* _Work request_: Go through the listing and retype each line exactly.

• • • • • • •

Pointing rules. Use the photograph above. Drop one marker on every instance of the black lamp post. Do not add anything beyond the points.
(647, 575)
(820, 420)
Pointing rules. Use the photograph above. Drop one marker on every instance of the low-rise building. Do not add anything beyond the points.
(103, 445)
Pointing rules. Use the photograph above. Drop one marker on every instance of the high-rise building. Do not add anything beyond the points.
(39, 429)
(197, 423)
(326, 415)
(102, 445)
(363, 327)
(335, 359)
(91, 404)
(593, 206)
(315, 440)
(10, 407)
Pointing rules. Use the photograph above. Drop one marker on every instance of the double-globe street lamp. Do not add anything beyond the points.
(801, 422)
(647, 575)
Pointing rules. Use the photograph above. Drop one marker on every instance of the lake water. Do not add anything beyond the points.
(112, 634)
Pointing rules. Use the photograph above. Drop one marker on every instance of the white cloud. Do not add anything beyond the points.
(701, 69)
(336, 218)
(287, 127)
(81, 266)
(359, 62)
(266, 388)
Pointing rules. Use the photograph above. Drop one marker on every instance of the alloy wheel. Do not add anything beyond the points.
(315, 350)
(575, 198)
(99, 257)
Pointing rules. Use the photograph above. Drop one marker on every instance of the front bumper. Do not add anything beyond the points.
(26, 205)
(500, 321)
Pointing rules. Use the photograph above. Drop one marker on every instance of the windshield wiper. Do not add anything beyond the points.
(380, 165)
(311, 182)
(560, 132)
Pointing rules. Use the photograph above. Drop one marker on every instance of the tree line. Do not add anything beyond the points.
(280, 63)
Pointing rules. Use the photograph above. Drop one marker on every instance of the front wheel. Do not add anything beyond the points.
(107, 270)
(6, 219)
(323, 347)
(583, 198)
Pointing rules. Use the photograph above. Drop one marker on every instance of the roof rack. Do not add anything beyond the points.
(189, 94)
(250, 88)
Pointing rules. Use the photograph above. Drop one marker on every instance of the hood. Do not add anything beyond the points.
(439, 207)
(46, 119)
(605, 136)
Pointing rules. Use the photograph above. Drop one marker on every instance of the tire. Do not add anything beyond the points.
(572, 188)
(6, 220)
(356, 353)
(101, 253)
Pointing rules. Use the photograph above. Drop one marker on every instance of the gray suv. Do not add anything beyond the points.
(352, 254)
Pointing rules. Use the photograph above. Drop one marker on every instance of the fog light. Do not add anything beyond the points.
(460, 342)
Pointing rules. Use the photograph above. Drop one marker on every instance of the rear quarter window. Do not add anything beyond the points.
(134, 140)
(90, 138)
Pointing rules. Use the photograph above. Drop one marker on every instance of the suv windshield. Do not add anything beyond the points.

• • • • • • •

* _Response area_:
Pointing rules. Use the photograph above. Drop one marker on every instance of the black lamp post. Do not add anything beyond the points.
(647, 575)
(820, 420)
Pointing rules. Use the photograph above. Drop one marker on every instance of the low-rise building. Do not add anything beyond the points.
(103, 445)
Pointing rules. Use the photograph above. Drop one marker on every instance of the high-rise building. Do not add anything beyond the points.
(39, 429)
(197, 423)
(326, 415)
(102, 445)
(363, 327)
(335, 359)
(91, 404)
(593, 206)
(315, 440)
(10, 407)
Pointing rules. Use the photograph above. Drop one marker on every instance of the double-globe street lamp. Do not add anything beyond the points.
(801, 422)
(647, 575)
Pointing rules. Use the photograph above. Drop one marker on every instance of the lake water. Do not add anything beyond the points.
(112, 634)
Pointing rules. Use the photograph above. Drop one marker on every instance of the white cloud. Do not add anything beyond the points.
(701, 69)
(336, 218)
(287, 127)
(81, 266)
(359, 62)
(266, 388)
Pointing rules. Use the photograph above. Drop one marker on every instance of the alloy wheel. Do not add anything beyond the points.
(315, 350)
(575, 198)
(99, 257)
Pointing rules. Use the photograph above. Drop one marker on every instance of the front bumper. Do not add anything beyond the points.
(26, 205)
(500, 321)
Pointing rules. Use the photograph above. Drop one marker on every instance of the windshield wiper. Do not add anything beyond the points.
(380, 165)
(311, 182)
(560, 132)
Pointing rules. Use the photograph above. Drop one marker on every instance of the tree line. Do not add anything beyond the points.
(280, 63)
Pointing rules. Use the photograph above. Drop one marker on every instance of the front wheel. Do not add anything beyond the points.
(107, 270)
(6, 219)
(323, 347)
(583, 198)
Pointing rules. Use the photograph above. Drop one marker on every instance of the roof rack. Do not add anything beyond the points.
(189, 94)
(250, 88)
Pointing rules. Use the photograph above. Drop one marker on every instance of the hood. Do not add anything beyond the points.
(439, 207)
(46, 119)
(605, 136)
Pointing rules. Use the photograph above. Drop one marker on every instance of the tire. Do not add anything beyond the points.
(572, 188)
(6, 220)
(356, 353)
(101, 253)
Pointing rules. Use the photograph above. Drop one marker on every instance of the gray suv. Do not add anything beyond the points.
(352, 254)
Pointing rules. Use the photograph above. Drop one marker on every instance of the fog light. Do not add anything beyond the points.
(460, 342)
Pointing rules. Use the photograph above. Drop one marker on every instance of the rear quarter window. Do not add anything beyond the points.
(134, 140)
(90, 138)
Pointing rules. Use the photograph above. Drop one marker on every instance of the suv windshield. Do not add anything beyond the points.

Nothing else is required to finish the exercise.